**REQUIRED WORK:** Without including any pictures, copy every line below exactly.

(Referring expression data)
======
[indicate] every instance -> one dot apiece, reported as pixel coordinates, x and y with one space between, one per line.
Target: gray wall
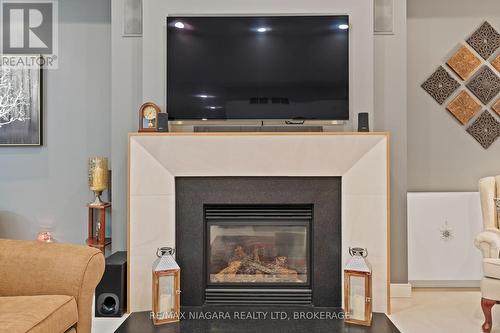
441 155
390 115
47 186
126 95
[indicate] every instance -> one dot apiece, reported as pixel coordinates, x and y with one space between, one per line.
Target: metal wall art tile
496 107
464 62
485 129
496 63
485 84
464 107
440 85
485 40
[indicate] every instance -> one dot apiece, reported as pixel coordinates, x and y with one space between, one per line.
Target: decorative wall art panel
485 40
496 63
464 62
20 107
496 107
485 84
464 107
485 129
440 85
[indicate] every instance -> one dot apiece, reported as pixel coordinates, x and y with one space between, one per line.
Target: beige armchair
47 287
488 242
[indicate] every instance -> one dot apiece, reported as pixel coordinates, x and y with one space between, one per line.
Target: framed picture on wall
21 106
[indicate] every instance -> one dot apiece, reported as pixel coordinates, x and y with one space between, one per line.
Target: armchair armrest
33 268
488 242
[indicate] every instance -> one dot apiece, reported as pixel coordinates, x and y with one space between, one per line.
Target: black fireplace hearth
251 241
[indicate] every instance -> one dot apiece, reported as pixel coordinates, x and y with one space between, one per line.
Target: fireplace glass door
258 246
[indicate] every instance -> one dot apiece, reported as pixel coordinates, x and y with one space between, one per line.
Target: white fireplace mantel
361 159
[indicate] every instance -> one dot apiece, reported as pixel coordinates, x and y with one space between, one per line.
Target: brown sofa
47 287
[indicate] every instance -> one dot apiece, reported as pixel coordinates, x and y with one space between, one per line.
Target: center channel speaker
111 292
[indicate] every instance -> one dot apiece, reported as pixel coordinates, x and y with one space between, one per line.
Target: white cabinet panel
434 260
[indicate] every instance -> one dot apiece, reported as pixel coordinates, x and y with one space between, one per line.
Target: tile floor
429 311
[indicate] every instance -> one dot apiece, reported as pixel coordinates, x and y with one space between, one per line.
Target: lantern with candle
166 287
358 288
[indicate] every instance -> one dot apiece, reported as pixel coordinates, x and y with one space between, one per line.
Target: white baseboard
400 290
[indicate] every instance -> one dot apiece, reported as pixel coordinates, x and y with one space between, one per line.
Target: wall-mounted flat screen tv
258 67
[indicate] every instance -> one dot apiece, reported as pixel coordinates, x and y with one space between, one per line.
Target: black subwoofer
111 292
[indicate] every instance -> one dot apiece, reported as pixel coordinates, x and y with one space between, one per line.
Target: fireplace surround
235 235
157 159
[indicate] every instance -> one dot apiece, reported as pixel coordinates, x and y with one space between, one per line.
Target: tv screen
269 67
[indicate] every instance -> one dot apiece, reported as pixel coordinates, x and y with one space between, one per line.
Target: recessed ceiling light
179 25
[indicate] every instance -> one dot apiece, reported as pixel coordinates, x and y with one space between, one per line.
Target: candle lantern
166 287
358 288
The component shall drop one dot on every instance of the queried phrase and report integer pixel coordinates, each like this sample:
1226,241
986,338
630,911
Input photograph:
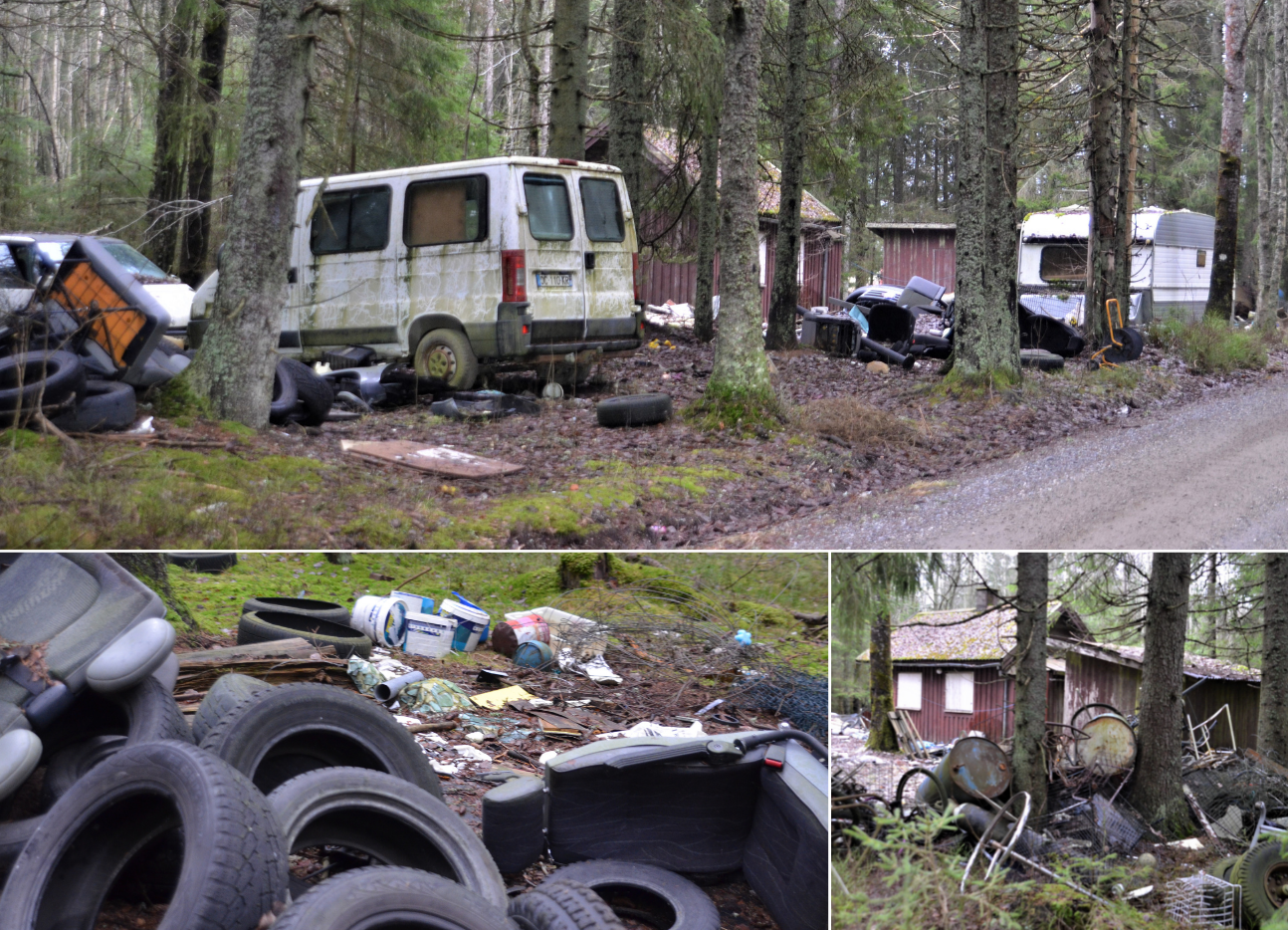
======
**RESPONSE BELOW:**
[indicate] every instance -> one dot apiece, reported as pixel coordinates, x and y with one space between, one per line.
Target: gray wall
441 155
390 115
47 186
126 95
[indicate] every instance -> one dot apiece, reported as pixel coordinates, x and y with one space between, one per line.
Target: metal wall art tile
496 107
464 62
485 129
496 63
485 84
464 107
440 85
485 40
[indicate] every instance -> one dot apiece, reported as pixel coordinates, x and y with one space between, one per line.
Target: decorative wall art panel
485 40
496 63
464 62
20 107
496 107
485 84
464 107
485 129
440 85
[indicate] every instance -> one dot apiece, reported as pixel coordinates, x and y with one space between, one per line.
Target: beige armchair
47 287
488 242
[indicate] every instance -> one dot apiece, reported as pixel coordinates, x and y with one space between, one per line.
Target: framed picture on wall
21 106
[indicate] every instance -> one dot apiece, reported as pixel coordinates, x and y with one space between, one per line.
Target: armchair armrest
33 268
488 242
[indicate] every instance -> one dot apiece, reported as pixel coordinates, x and y with one space between, one per line.
Target: black fireplace hearth
251 241
[indicate] every instance -> one dot apiece, reported as pixel coordinates, x and y with one space between, one per line.
Target: fireplace glass door
258 246
[indicate] every instance -> one dot apiece, reported as pixel coordinates, x and y with one space between, one per line.
Target: white fireplace mantel
361 159
[indicate] every instance -> one dot apiece, reported as pixel coordinates, x and y with one space between, one per line.
Target: brown sofa
47 287
[indicate] every instance -> one dot apiece, reported as pixel coordinates, x and y with one space between, one per line.
Target: center channel speaker
111 292
[indicate] every instance -> one dot apiece, reported as pixel coordinates, x and y with one space between, one per line.
Target: white cabinet panel
434 260
[indicate] every instance -> one dot apiece, reported as pixel coordinates, x and y with one space between, one per line.
Target: tile floor
429 311
[indicate] every instance -> one dot apiece, reported as pixel coordinates, x and y with one space between, one per line.
Target: lantern with candle
166 287
358 288
[indicate] every instance -> one dot apiece, reported as pixel coordinates, x and y with one space between, one per line.
Target: white baseboard
400 290
[indicate] every instance -> one dot apiece, reported as pixel coordinates, x and y with one space between, one per line.
Target: wall-mounted flat screen tv
258 67
[indicate] every instance -> one dot apiece, reported as pixel coordinates, x and y with one space between, one per line.
Target: black subwoofer
111 292
[indicate] every instance -> one dot apiece, reported as pixel coordinates, x and y with one space between, one per line.
Target: fireplace surround
235 235
157 159
[indicate] every instance -> one dot apiece, reported as pixel coordinates, x and y with one space between, one per line.
Target: tv screen
269 67
[indicate] every instance -> one dot apiece, reported as pixel coordinates, x and y with one space between, one per line.
Target: recessed ceiling light
179 25
[indicate] every instance -> one dot apiece, reported as pixel coordinates, x and y with one space between, one per line.
Target: candle lantern
166 287
358 288
The component shall drop one dot on every instance of the queried phrase and report integer pixel coordinates, each like this sample:
1226,241
986,338
630,911
Input photograph:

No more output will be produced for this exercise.